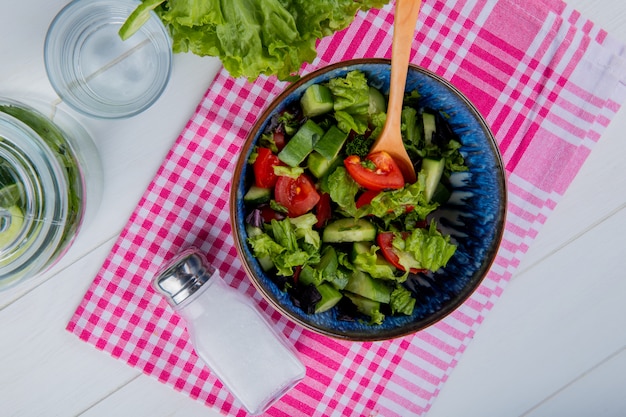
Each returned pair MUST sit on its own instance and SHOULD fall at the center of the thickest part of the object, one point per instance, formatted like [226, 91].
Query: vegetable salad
[336, 226]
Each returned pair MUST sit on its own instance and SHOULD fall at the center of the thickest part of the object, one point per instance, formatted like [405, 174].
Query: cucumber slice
[382, 265]
[316, 100]
[368, 307]
[301, 144]
[138, 18]
[11, 221]
[430, 126]
[331, 143]
[330, 297]
[442, 194]
[308, 275]
[364, 285]
[257, 195]
[349, 230]
[319, 165]
[432, 169]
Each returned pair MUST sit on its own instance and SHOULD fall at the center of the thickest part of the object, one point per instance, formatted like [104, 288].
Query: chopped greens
[357, 243]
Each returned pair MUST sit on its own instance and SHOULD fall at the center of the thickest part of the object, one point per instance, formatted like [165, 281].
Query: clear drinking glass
[50, 182]
[97, 73]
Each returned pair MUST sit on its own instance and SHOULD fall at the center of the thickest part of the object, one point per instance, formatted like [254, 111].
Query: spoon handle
[404, 28]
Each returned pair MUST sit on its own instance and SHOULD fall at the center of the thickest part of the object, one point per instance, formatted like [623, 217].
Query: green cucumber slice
[432, 169]
[330, 297]
[11, 221]
[138, 18]
[430, 127]
[364, 285]
[316, 100]
[349, 230]
[331, 143]
[257, 195]
[301, 144]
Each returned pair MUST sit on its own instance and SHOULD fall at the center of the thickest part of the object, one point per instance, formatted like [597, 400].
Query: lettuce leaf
[287, 244]
[253, 37]
[429, 247]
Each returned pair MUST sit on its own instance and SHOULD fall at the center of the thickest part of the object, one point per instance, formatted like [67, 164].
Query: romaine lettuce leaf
[402, 301]
[343, 189]
[253, 37]
[429, 247]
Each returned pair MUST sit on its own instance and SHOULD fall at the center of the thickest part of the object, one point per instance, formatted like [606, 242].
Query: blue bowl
[474, 216]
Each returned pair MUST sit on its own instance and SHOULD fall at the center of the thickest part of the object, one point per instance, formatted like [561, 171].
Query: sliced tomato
[263, 168]
[393, 255]
[298, 196]
[323, 210]
[378, 172]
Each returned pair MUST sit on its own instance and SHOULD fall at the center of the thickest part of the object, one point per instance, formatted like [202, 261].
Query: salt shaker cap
[183, 276]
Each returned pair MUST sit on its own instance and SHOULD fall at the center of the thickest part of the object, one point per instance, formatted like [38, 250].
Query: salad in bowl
[332, 234]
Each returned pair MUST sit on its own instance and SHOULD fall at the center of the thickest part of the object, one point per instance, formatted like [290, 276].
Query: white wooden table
[553, 345]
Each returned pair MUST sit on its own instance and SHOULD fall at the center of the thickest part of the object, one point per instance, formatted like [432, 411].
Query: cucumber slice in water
[11, 221]
[138, 18]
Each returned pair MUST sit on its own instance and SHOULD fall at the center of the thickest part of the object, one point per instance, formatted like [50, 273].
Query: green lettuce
[287, 244]
[429, 247]
[369, 262]
[351, 96]
[390, 205]
[402, 302]
[343, 190]
[253, 37]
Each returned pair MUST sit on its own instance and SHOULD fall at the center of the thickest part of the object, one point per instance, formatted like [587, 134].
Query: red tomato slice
[323, 210]
[384, 175]
[391, 254]
[263, 168]
[298, 196]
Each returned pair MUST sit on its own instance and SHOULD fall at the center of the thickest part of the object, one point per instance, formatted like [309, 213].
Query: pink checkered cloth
[547, 80]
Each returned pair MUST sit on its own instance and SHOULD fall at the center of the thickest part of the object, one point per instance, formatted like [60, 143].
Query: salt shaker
[229, 333]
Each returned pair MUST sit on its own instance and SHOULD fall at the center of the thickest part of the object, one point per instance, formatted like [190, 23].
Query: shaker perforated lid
[183, 276]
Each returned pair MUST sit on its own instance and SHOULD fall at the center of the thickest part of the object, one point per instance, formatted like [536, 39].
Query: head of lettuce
[251, 37]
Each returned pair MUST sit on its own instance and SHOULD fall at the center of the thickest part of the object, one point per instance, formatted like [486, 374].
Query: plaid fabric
[546, 79]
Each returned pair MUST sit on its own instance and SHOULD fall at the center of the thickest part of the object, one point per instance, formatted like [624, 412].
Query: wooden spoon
[390, 139]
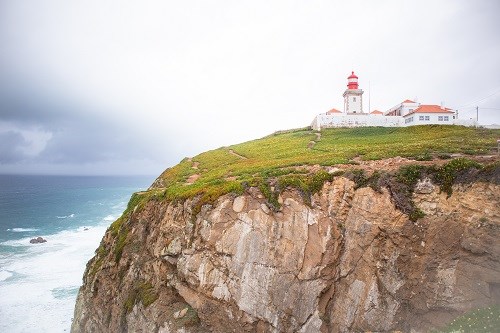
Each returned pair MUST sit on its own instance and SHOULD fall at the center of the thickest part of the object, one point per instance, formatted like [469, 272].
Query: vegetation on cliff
[394, 162]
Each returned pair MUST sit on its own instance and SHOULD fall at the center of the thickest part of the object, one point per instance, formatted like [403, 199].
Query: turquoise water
[39, 282]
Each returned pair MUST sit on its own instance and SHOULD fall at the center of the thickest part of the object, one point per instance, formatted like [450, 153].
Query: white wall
[353, 101]
[330, 121]
[429, 118]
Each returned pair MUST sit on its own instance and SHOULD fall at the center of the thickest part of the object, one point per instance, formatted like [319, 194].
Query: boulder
[38, 240]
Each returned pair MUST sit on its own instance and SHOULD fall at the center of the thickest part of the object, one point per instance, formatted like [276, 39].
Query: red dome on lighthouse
[352, 81]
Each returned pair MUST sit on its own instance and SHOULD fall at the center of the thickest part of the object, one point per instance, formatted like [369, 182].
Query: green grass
[142, 292]
[484, 320]
[281, 160]
[221, 172]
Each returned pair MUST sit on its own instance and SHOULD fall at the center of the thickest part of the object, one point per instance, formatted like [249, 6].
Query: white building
[406, 113]
[353, 96]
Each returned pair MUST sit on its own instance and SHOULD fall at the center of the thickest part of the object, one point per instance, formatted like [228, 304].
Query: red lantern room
[352, 81]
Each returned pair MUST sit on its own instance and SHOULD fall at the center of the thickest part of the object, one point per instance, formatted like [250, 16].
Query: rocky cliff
[348, 260]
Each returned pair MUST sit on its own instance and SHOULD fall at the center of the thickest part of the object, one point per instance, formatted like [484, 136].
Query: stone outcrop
[38, 240]
[349, 261]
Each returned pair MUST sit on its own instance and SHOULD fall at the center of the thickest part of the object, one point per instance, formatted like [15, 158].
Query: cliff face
[350, 261]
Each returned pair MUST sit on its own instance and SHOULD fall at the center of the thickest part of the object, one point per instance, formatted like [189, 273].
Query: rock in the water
[424, 186]
[38, 240]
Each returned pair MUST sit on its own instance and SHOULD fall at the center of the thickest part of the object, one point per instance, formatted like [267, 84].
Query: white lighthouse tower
[353, 97]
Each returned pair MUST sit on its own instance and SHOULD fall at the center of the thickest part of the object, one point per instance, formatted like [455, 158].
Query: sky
[133, 87]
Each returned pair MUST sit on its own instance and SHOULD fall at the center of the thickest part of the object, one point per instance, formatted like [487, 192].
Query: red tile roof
[333, 111]
[431, 109]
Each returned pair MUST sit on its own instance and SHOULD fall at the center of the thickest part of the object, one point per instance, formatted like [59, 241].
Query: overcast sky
[132, 87]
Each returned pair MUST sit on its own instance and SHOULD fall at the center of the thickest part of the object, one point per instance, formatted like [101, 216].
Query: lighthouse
[353, 96]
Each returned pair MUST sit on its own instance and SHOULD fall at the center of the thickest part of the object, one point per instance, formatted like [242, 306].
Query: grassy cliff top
[228, 169]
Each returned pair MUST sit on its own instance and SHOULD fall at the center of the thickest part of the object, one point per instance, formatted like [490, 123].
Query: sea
[39, 282]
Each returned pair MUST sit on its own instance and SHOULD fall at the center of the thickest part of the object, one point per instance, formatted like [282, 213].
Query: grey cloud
[11, 144]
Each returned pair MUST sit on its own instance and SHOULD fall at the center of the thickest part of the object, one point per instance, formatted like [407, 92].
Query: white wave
[4, 275]
[109, 218]
[66, 217]
[39, 284]
[22, 229]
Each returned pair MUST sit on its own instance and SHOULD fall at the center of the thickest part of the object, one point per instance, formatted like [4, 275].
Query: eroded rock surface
[348, 262]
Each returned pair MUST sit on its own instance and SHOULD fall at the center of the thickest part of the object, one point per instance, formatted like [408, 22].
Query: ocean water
[39, 282]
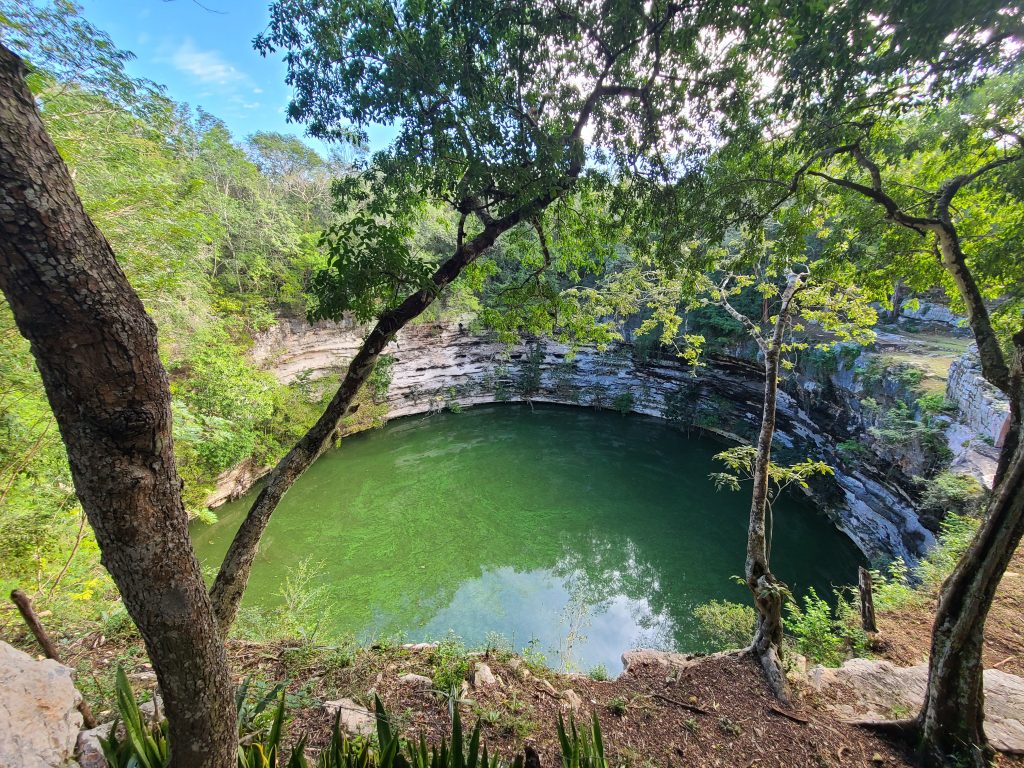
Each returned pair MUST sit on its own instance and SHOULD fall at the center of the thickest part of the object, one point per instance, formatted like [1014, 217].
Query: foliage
[584, 750]
[726, 625]
[956, 532]
[952, 493]
[821, 633]
[451, 664]
[739, 461]
[146, 744]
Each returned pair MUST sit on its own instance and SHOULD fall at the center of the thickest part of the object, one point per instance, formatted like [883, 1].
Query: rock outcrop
[880, 690]
[445, 366]
[39, 717]
[981, 406]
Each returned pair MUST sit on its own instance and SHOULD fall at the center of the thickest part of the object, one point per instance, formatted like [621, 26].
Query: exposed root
[902, 728]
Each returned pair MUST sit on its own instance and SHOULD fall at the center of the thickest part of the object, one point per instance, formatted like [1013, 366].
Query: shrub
[955, 536]
[726, 625]
[822, 634]
[451, 664]
[951, 493]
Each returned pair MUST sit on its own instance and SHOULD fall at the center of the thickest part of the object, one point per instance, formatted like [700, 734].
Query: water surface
[585, 531]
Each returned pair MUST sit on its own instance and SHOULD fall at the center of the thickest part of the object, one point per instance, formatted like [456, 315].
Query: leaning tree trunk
[951, 721]
[96, 351]
[767, 590]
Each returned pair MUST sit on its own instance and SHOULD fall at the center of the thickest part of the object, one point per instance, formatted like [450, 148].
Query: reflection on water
[586, 532]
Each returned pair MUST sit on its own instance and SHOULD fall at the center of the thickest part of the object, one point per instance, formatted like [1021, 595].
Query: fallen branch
[893, 727]
[677, 702]
[39, 632]
[791, 715]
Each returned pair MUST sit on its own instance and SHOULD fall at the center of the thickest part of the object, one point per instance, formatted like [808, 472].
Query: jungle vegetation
[557, 170]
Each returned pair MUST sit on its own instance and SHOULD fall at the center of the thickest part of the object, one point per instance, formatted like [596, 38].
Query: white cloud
[208, 67]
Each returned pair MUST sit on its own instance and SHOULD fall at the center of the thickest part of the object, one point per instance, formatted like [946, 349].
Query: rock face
[39, 718]
[982, 407]
[444, 366]
[868, 688]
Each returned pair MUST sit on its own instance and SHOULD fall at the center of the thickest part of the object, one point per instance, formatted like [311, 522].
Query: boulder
[39, 717]
[878, 689]
[88, 753]
[354, 720]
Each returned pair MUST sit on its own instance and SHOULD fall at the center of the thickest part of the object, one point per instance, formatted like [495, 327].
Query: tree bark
[864, 586]
[768, 591]
[96, 351]
[951, 721]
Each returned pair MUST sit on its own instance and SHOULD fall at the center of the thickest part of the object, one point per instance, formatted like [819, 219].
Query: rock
[571, 699]
[39, 717]
[417, 681]
[354, 720]
[482, 676]
[88, 753]
[645, 656]
[876, 689]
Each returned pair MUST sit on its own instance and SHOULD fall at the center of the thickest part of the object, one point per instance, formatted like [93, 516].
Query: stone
[648, 656]
[354, 720]
[482, 676]
[417, 681]
[571, 699]
[88, 752]
[39, 717]
[876, 688]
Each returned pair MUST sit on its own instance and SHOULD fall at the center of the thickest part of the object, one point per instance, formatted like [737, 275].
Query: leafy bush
[582, 750]
[955, 536]
[822, 634]
[451, 664]
[599, 673]
[726, 625]
[951, 493]
[147, 744]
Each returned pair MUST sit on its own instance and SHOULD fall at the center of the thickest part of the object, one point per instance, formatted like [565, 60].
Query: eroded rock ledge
[440, 366]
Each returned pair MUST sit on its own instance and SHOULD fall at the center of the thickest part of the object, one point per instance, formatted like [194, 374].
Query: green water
[587, 531]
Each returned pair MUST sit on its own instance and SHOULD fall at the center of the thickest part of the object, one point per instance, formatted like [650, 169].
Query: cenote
[587, 532]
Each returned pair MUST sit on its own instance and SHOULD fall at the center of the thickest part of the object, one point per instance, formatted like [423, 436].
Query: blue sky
[203, 54]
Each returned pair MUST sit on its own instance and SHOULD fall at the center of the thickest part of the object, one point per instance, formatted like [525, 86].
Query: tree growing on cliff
[795, 294]
[96, 350]
[503, 111]
[950, 179]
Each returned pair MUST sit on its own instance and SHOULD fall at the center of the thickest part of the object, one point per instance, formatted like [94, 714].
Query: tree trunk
[864, 586]
[767, 590]
[96, 351]
[951, 721]
[233, 574]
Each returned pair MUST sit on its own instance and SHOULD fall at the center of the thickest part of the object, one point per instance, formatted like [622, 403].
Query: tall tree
[962, 195]
[96, 351]
[502, 110]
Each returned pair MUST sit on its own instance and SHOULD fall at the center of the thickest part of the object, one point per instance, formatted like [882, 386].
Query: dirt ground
[716, 713]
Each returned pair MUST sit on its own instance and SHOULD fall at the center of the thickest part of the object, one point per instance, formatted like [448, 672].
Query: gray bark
[96, 350]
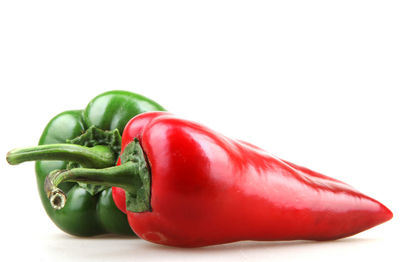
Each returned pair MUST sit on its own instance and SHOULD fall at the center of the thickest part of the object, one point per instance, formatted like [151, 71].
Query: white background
[314, 82]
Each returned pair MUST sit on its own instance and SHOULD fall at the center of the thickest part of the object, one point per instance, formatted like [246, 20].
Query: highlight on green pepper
[85, 138]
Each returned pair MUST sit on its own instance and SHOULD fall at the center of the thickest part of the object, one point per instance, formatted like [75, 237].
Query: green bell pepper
[88, 138]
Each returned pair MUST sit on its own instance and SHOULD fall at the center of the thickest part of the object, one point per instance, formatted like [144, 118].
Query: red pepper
[208, 189]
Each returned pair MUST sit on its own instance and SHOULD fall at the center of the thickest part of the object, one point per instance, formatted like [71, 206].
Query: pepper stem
[123, 176]
[98, 156]
[132, 175]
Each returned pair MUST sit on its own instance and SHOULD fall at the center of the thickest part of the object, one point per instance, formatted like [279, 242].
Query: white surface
[313, 82]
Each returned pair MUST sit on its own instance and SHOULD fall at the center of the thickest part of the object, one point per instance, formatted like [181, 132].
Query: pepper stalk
[132, 175]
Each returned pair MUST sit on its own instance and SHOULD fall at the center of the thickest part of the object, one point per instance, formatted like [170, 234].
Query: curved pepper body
[209, 189]
[85, 214]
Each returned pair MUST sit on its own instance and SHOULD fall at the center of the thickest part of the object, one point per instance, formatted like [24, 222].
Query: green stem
[124, 176]
[97, 156]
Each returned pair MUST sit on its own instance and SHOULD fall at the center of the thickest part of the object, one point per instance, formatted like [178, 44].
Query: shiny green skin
[84, 214]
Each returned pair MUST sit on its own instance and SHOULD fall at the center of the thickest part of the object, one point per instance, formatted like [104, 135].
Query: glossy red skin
[209, 189]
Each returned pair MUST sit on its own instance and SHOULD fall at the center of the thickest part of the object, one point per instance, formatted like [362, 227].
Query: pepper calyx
[133, 175]
[95, 136]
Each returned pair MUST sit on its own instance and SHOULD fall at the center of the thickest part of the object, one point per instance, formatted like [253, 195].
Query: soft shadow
[128, 247]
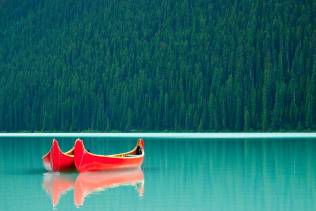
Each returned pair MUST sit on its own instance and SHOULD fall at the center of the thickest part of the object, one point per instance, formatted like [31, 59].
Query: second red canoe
[86, 161]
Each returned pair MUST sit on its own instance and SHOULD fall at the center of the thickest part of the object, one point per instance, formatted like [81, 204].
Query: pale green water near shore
[244, 174]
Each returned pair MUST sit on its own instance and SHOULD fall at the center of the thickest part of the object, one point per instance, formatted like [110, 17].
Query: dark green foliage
[157, 65]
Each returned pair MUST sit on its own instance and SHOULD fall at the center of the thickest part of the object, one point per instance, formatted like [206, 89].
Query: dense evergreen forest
[154, 65]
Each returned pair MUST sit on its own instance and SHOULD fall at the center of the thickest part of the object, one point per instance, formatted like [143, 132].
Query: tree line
[158, 65]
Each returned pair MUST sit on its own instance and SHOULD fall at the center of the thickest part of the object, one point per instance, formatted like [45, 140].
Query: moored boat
[56, 160]
[87, 161]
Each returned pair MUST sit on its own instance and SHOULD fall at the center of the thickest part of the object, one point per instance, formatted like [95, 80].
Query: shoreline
[185, 135]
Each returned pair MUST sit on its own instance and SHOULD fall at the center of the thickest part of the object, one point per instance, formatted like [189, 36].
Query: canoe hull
[85, 161]
[56, 160]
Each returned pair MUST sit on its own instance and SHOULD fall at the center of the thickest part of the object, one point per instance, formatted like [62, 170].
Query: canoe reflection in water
[57, 184]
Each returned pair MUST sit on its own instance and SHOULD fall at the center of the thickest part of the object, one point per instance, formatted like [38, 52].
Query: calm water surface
[177, 174]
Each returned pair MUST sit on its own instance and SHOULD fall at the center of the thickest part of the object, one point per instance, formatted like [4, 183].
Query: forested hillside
[151, 65]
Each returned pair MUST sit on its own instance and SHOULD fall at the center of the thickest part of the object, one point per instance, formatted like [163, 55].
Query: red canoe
[56, 160]
[86, 161]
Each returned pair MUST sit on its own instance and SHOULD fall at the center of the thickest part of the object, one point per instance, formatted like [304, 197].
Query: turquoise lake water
[177, 174]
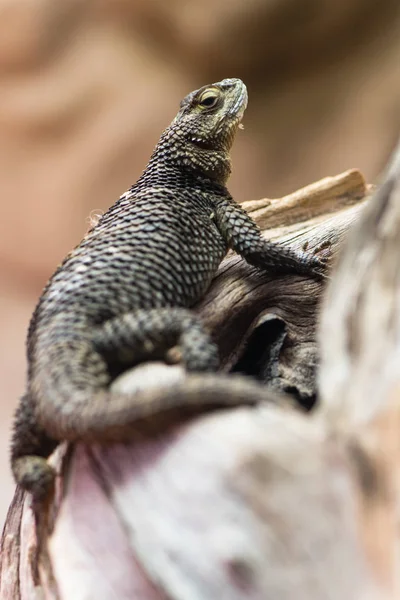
________________
Task directions
Please pull out and copy every line in the rows above that contains the word "skin".

Response below
Query: shiny green skin
Query: glossy red skin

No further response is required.